┌─ TEXT PROVIDED

He didn’t notice until too late that some of the people were close enough to hear. After escaping the angry mob, Yakov sent him away. That’s when Georgi showed why, despite being not such a bad fellow, he was still the stooge of a charlatan. He wandered penniless and hungry for two days before, finally, he was thrown in jail as a vagrant.

Then – you know how crazy life is, especially if you’re in a movie – the town officials mistook him for the inspector general, hunting out corruption in disguise. Having cause to fear, they banqueted Georgi and obeyed him and generally acted as if he were the emperor himself. Georgi took it in bewilderment until, figuring out their mistake, he decided to run.

He was a Hapless Hero. Hapless Heroes are a common device in fiction. They don’t walk into their adventures; they stumble into them. Sometimes they’re pushed. They become heroes by luck, by accident, by anybody’s design but their own.

└─
┌─ INFORMATION PROVIDED

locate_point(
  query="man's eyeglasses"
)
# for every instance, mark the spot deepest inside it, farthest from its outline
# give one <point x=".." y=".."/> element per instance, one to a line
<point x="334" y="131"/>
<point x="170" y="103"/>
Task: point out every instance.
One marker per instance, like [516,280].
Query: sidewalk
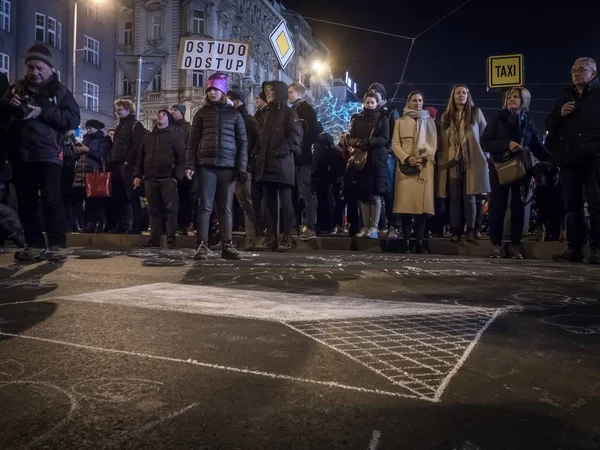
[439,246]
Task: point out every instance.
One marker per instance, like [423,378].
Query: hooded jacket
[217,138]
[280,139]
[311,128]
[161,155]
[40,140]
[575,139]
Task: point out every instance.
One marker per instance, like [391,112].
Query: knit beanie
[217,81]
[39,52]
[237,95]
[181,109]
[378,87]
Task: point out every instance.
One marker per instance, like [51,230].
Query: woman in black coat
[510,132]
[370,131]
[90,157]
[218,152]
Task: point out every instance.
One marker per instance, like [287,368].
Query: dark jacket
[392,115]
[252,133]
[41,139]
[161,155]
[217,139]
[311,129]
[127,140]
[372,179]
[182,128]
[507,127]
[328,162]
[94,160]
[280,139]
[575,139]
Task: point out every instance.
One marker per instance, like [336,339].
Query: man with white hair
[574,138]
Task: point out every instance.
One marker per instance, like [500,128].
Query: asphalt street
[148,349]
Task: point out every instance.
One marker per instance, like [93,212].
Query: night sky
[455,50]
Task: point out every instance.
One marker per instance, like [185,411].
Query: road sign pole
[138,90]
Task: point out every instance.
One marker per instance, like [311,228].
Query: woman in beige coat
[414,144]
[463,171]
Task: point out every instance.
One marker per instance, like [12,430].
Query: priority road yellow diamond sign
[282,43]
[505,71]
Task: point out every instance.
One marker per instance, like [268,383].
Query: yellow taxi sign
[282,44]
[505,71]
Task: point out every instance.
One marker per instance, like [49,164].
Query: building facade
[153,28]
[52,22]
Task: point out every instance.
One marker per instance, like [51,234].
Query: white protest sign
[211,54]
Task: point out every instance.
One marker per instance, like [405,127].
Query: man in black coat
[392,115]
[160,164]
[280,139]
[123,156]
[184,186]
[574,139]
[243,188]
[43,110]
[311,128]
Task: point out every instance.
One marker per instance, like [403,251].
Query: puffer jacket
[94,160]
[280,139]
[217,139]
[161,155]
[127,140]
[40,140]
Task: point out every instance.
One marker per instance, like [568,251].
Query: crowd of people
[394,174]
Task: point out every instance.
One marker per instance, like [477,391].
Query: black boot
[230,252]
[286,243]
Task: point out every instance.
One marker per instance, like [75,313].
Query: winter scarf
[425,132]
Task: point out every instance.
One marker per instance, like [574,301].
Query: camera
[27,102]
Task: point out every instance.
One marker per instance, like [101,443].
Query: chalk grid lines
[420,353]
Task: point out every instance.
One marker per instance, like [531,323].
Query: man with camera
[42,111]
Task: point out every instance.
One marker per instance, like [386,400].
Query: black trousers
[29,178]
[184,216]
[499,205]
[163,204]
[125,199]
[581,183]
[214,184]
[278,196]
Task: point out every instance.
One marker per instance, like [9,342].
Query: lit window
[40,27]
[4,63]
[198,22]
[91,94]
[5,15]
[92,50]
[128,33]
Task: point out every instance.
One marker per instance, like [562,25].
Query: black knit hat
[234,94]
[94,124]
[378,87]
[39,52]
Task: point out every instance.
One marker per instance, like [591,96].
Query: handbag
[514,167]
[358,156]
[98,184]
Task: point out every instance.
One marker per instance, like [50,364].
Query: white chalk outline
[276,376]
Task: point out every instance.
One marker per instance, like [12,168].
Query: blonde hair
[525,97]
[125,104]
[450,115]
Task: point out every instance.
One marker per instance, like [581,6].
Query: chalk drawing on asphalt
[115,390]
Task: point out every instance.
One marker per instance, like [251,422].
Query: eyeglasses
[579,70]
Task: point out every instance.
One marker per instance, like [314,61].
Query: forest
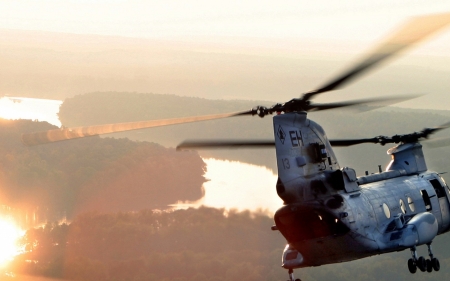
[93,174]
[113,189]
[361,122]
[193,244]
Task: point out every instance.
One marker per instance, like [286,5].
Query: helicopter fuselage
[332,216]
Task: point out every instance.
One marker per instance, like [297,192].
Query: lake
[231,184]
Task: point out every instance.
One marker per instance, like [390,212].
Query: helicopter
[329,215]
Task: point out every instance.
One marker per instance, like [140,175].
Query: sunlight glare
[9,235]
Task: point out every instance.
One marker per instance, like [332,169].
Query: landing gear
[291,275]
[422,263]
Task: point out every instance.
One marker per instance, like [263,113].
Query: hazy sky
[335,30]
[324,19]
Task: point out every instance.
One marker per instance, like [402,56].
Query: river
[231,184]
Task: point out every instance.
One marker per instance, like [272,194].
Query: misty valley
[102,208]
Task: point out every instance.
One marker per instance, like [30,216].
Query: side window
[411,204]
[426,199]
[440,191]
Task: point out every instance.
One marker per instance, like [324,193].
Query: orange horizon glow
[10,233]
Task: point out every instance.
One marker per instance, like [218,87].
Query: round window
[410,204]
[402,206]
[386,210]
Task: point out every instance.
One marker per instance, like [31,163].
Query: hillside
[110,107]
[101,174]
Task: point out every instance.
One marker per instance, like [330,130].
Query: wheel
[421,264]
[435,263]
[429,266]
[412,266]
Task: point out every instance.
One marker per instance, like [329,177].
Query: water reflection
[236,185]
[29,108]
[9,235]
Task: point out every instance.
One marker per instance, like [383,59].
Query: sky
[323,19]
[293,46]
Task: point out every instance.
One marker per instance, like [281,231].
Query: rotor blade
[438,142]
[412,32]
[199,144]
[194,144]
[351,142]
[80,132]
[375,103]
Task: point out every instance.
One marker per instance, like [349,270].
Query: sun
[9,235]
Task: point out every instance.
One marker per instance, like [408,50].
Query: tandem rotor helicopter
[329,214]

└─

#### TASK REQUIREMENTS:
[a] In the passage about Georgi, whom did the town officials mistake him for?
[b] Quote everything in the passage about Georgi from "Then – you know" down to "decided to run.".
[c] Extend the passage about Georgi and Hapless Heroes, picking up after its final sentence.

#### ANSWERS GIVEN:
[a] The inspector general, hunting out corruption in disguise.

[b]
Then – you know how crazy life is, especially if you’re in a movie – the town officials mistook him for the inspector general, hunting out corruption in disguise. Having cause to fear, they banqueted Georgi and obeyed him and generally acted as if he were the emperor himself. Georgi took it in bewilderment until, figuring out their mistake, he decided to run.

[c]
Hapless Heroes are usually played for comedy. Sometimes they’re endearing and sometimes they’re pathetic; occasionally, like Georgi, they’re both. Yet what makes Hapless Heroes unique is not their lack of competence nor their potential for humor. What makes them unique is that they do not want to be in the story. Their driving desire is to leave. That can be changed, of course, but – authors, take warning! – it must not be forgotten.

Sometimes the Hapless Hero changes through his adventure so that, on the other end of the character arc, he’s strong and confident. Other Hapless Heroes remain hapless to the end. Either way, every Hapless Hero must have his moment – a moment when he acts strongly, ably, and of his own volition.

Because all heroes, even Hapless Heroes, need to be heroic at some point.